## PROBLEM DETAILS
Copy each line of the entries that contains the word "draw".

## PROVIDED MATERIAL

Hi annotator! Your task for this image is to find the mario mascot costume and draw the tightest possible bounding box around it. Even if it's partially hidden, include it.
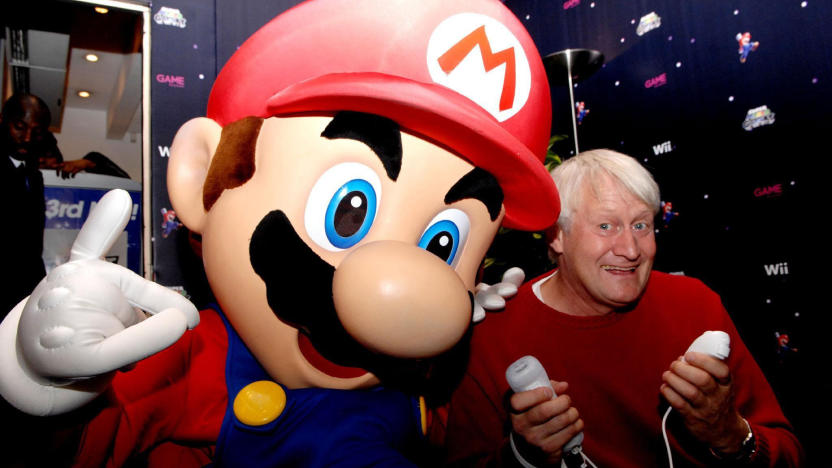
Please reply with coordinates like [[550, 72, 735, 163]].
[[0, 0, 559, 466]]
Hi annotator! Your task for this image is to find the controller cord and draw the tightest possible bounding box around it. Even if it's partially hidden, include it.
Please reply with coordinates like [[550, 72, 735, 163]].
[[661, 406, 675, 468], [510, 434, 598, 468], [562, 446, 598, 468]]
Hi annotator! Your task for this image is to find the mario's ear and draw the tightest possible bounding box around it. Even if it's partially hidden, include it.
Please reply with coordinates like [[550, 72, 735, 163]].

## EXERCISE SOLUTION
Hi annotator! Your task for this image is to find the mario mascot costume and draw the tightest possible bounding box around it. Even if it's partially hidden, include it.
Hi annotator! Your task for this image is to find the controller cord and draw the tightest possible bounding box around it. Even if it's partially hidden, include it.
Hi annotator! Your task for this image is to find the mario's ear and draw the tightest possible bounding box around it. Even if it's partially hidden, include it.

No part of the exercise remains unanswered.